***** Records supplied

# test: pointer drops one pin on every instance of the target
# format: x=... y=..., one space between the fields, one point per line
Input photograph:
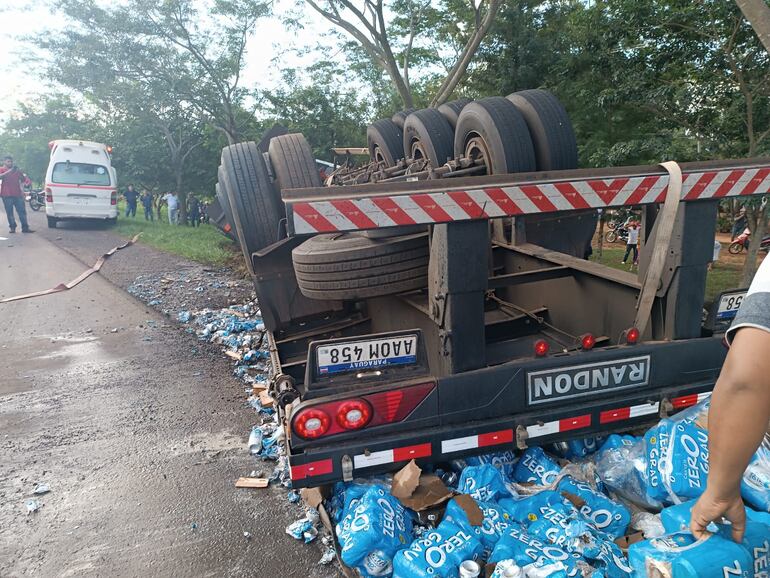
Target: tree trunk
x=181 y=195
x=757 y=220
x=757 y=12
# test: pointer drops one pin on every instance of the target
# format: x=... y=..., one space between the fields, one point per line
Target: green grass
x=204 y=244
x=725 y=274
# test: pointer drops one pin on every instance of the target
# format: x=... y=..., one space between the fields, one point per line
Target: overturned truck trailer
x=436 y=303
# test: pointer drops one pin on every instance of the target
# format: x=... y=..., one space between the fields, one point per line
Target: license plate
x=368 y=354
x=729 y=304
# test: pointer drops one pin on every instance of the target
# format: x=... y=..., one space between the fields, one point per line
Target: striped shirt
x=755 y=308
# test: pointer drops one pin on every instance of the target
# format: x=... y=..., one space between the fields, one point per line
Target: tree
x=757 y=214
x=368 y=25
x=27 y=133
x=163 y=44
x=326 y=114
x=757 y=13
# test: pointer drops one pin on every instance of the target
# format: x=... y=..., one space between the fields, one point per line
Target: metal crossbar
x=374 y=206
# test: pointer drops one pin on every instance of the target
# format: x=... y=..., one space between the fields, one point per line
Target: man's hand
x=712 y=508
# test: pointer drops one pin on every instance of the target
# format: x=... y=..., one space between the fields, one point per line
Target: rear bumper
x=73 y=214
x=492 y=410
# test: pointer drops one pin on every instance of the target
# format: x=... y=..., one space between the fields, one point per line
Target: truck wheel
x=224 y=201
x=293 y=162
x=400 y=117
x=452 y=109
x=550 y=129
x=385 y=141
x=348 y=266
x=428 y=135
x=254 y=201
x=494 y=130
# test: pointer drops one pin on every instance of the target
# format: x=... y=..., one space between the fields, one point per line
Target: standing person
x=739 y=224
x=193 y=210
x=173 y=207
x=632 y=242
x=740 y=410
x=131 y=197
x=147 y=205
x=159 y=204
x=11 y=181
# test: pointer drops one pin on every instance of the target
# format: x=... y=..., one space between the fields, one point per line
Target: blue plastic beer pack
x=484 y=483
x=437 y=553
x=607 y=515
x=373 y=529
x=536 y=467
x=517 y=545
x=496 y=521
x=680 y=555
x=503 y=461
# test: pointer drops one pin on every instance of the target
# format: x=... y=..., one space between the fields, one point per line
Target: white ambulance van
x=80 y=182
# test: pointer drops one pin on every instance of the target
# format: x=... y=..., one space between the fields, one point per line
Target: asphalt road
x=138 y=429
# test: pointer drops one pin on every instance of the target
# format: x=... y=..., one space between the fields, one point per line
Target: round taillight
x=541 y=348
x=354 y=414
x=311 y=423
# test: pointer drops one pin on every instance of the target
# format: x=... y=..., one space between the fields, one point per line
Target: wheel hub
x=476 y=149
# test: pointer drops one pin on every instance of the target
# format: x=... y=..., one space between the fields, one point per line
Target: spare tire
x=550 y=127
x=256 y=205
x=428 y=135
x=400 y=117
x=349 y=266
x=493 y=129
x=293 y=162
x=555 y=150
x=218 y=217
x=452 y=109
x=224 y=202
x=385 y=141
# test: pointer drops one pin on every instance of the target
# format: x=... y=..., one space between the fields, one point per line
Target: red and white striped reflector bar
x=630 y=412
x=320 y=468
x=689 y=400
x=322 y=216
x=562 y=425
x=478 y=441
x=392 y=456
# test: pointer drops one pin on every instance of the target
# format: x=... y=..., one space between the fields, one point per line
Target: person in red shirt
x=12 y=193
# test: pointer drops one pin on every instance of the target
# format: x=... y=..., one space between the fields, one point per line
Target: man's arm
x=7 y=173
x=738 y=419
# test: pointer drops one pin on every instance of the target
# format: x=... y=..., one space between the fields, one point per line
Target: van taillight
x=346 y=415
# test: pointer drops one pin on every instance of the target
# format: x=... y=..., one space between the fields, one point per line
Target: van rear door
x=82 y=190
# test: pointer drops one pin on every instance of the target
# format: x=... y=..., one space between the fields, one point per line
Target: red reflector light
x=311 y=423
x=354 y=414
x=372 y=409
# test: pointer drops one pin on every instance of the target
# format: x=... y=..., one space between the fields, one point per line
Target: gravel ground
x=138 y=427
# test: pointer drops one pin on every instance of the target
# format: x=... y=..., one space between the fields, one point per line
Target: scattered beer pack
x=538 y=515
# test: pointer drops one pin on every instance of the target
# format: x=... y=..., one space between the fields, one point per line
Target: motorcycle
x=620 y=232
x=742 y=242
x=36 y=200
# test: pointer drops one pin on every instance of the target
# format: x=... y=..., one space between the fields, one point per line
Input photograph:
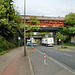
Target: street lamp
x=24 y=29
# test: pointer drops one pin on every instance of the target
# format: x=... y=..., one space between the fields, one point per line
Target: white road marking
x=57 y=62
x=67 y=54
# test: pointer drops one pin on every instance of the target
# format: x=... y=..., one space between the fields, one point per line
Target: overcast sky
x=51 y=8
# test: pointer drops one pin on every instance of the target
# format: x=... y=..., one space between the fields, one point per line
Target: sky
x=51 y=8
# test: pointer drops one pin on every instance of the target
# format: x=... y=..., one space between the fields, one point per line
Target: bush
x=5 y=45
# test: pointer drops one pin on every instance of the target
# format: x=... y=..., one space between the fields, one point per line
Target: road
x=64 y=56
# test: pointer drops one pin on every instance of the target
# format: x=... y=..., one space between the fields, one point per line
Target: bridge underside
x=46 y=30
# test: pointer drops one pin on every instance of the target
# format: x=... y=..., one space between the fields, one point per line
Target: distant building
x=48 y=22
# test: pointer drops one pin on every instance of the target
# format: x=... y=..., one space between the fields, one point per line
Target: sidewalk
x=14 y=63
x=69 y=47
x=52 y=67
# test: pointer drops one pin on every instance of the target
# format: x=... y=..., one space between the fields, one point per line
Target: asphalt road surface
x=64 y=56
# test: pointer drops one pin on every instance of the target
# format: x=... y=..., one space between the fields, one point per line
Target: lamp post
x=24 y=29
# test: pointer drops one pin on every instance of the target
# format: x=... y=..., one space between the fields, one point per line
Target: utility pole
x=24 y=28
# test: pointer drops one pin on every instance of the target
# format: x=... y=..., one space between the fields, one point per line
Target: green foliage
x=61 y=36
x=70 y=19
x=33 y=24
x=10 y=21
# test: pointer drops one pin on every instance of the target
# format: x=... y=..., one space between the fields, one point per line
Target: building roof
x=44 y=17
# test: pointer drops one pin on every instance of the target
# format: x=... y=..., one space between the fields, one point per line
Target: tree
x=9 y=20
x=61 y=36
x=33 y=25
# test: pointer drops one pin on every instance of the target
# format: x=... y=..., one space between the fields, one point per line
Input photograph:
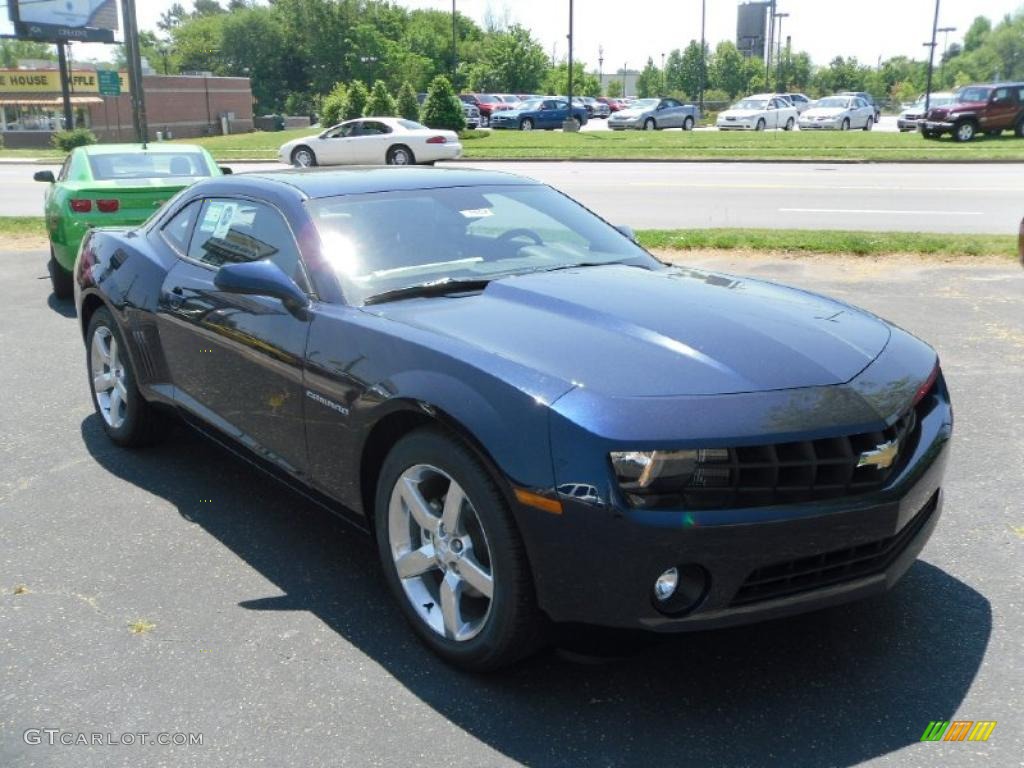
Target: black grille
x=780 y=473
x=806 y=573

**********

Exercise goal | A word-for-word repetition of the data above, without pictures, is the expected answer.

Your response |
# test: pointer drops one pin on every instance of the target
# format: x=... y=..., one space between the fields, one point per line
Input photograph:
Target: tree trunk
x=181 y=195
x=757 y=220
x=757 y=12
# test: pointer drops one pin on every instance of the target
# format: x=... y=..., one space between the fields, one point per line
Target: green grass
x=204 y=244
x=725 y=274
# test: pointer drops one pin on every instance of the target
# format: x=... y=..., one space between the fields, one point per line
Target: overturned truck trailer
x=436 y=303
# test: pointer drops one pin on every instance of the target
# format: x=... y=..., one space between the fields, one point per line
Target: license plate
x=368 y=354
x=729 y=304
# test: pointer drops one pin on every instance of the target
# format: x=... y=..., one space between the fields, one point per line
Target: striped shirt
x=755 y=308
# test: pointer drops one pin on every instance of the target
# format: x=... y=..., one space between the fields, one point per line
Target: tree
x=757 y=214
x=368 y=25
x=27 y=133
x=163 y=44
x=326 y=114
x=757 y=13
# test: pointer drops one pin on every instance of the target
# format: x=... y=..., one space between the fields, one point per line
Target: metal crossbar
x=374 y=206
# test: pointer drops one pin on every instance of the target
# format: x=... y=..., one space between the fields, one point per line
Target: man's hand
x=712 y=508
# test: pointer drops one pin on every instance of the target
# format: x=... y=..., one space between the fields, one point per line
Target: rear bumper
x=73 y=214
x=492 y=410
# test: pointer drops one pin on every instance of the target
# format: x=... y=..., one space between the fields, one point per line
Target: truck wheel
x=224 y=201
x=293 y=162
x=400 y=117
x=452 y=109
x=550 y=129
x=385 y=141
x=348 y=266
x=428 y=135
x=254 y=201
x=494 y=130
# test: pointer drops one pin on every instance of the target
# format: x=... y=..., one space between the fields, one point per line
Target: standing person
x=739 y=224
x=193 y=210
x=173 y=207
x=632 y=242
x=740 y=410
x=131 y=197
x=147 y=205
x=159 y=204
x=11 y=181
# test: pointer drops one pin on every instance of the target
# format: x=... y=..., one space between the fields, one point per line
Target: blue plastic beer pack
x=484 y=483
x=437 y=553
x=607 y=515
x=373 y=529
x=536 y=467
x=517 y=545
x=496 y=521
x=680 y=555
x=503 y=461
# test: pointer drops one pin on every instance of the target
# format: x=... y=..., one space between the fields, one point per line
Target: white ambulance van
x=80 y=182
# test: pointer drops one pin on every instance of the target
# format: x=... y=..., one space between the fields, one point per line
Target: asphalt road
x=138 y=429
# test: pointer drops one pin on every instance of the target
# format: x=... y=..., one space between the fields, one point per line
Target: round taillight
x=541 y=348
x=354 y=414
x=311 y=423
# test: pointer drops one pin on every instance of the target
# format: x=... y=..., one space between the fields, one point per line
Target: wheel hub
x=476 y=149
# test: pointer drops one pin on every instance of the target
# format: x=... y=..., one space between the fields, one point per line
Target: spare tire
x=550 y=127
x=256 y=205
x=428 y=135
x=400 y=117
x=349 y=266
x=493 y=129
x=293 y=162
x=555 y=150
x=218 y=217
x=452 y=109
x=224 y=202
x=385 y=141
# test: pointer drops one pin on every instance of the target
# format: x=... y=..., one space between the fields, one point per line
Target: red and white striped reflector bar
x=630 y=412
x=320 y=468
x=689 y=400
x=322 y=216
x=562 y=425
x=478 y=441
x=392 y=456
# test: pointer drops one pin on every instance of the target
# format: x=... y=..., one space between the fields, one point per line
Target: person in red shirt
x=12 y=193
# test: pointer drops one pin on every instance of the target
# format: x=... y=..., one space between the fields, one point per line
Target: man's arm
x=7 y=173
x=738 y=419
# test: pointer drops one pin on every instance of the target
# format: x=... y=..., one space between the fields, one point per line
Target: van taillight
x=346 y=415
# test: pointer drops one pin on every instance of the target
# format: x=... y=..., one space between the fields, one point per line
Target: van rear door
x=82 y=190
# test: pointer drops one pin on every instance of the target
# format: x=... y=..., one space between the fields, one point per line
Target: red reflector light
x=311 y=423
x=354 y=414
x=372 y=409
# test: pointer drops one pin on every instance of the target
# format: x=... y=..., one space between the fields, one point per line
Target: gravel ground
x=138 y=427
# test: pointer drops one pin on every instance of the target
# format: x=... y=..., one space between the fields, one point per line
Target: scattered beer pack
x=538 y=515
# test: pointer drops one pin on every instance of the target
# format: x=... y=..., one space between the fields, one point per line
Target: motorcycle
x=620 y=232
x=742 y=242
x=36 y=200
# test: pointer drops one pin on every instance of the target
# format: x=... y=..., one space between the fields, one point per line
Input photograph:
Target: street lamp
x=24 y=29
# test: pointer drops one pin on every instance of the target
# format: x=... y=..., one space between the fields, one point per line
Target: white road marking
x=57 y=62
x=67 y=54
# test: pointer drops one pin on every instance of the target
# format: x=... y=..., one space between the fields, one point per line
Target: overcast sky
x=51 y=8
# test: pointer drops one pin on every instance of the target
# format: x=... y=..., one space between the fields, one point per line
Target: sky
x=51 y=8
# test: pointer drops one pin on every instance of the target
# format: x=... y=..., one space between the fields, one point per line
Target: bush
x=5 y=45
# test: pointer drops one pin on every instance of the target
# format: x=... y=..., one space between the fields, one point per line
Target: road
x=64 y=56
# test: pointer drops one pin on every instance of the target
# format: x=... y=..., one space between the fields, one point per line
Target: bridge underside
x=46 y=30
# test: pointer drops one pin on every instance of the target
# format: x=... y=..., one space between the fields, one point per line
Target: distant building
x=48 y=22
# test: pointer drops one pin on every instance of the target
# format: x=... y=..., one space between the fields, one point per line
Target: sidewalk
x=14 y=63
x=69 y=47
x=52 y=67
# test: pointer drops one pin on every instance of the target
# format: x=... y=..., one space between the fields, one point per line
Target: asphalt road surface
x=64 y=56
# test: pointer drops one pin on every instance of the target
# format: x=... y=..., one space between the fields, one point per line
Target: lamp post
x=24 y=29
# test: pointer drops one pin on every instance of the target
# format: x=... y=..., one space between the fields, one point per line
Target: utility pole
x=24 y=28
# test: pointer drops one pin on every instance of the target
# format: x=... y=..., one space between the fields, one point per line
Target: green foliage
x=61 y=36
x=70 y=19
x=33 y=24
x=10 y=21
# test: pointer drops one pin on every instance of the target
# format: x=... y=..., one space between the fields, one point per line
Target: building roof
x=44 y=17
# test: pointer drops one pin on every instance of the target
# format: x=... y=..., one space between the fields, one point per line
Target: tree
x=9 y=20
x=61 y=36
x=33 y=25
# test: pointer drops one pin on every instance of the target
# format: x=... y=..., one space between the fields, one point per line
Input photograph:
Target: black grille
x=780 y=473
x=806 y=573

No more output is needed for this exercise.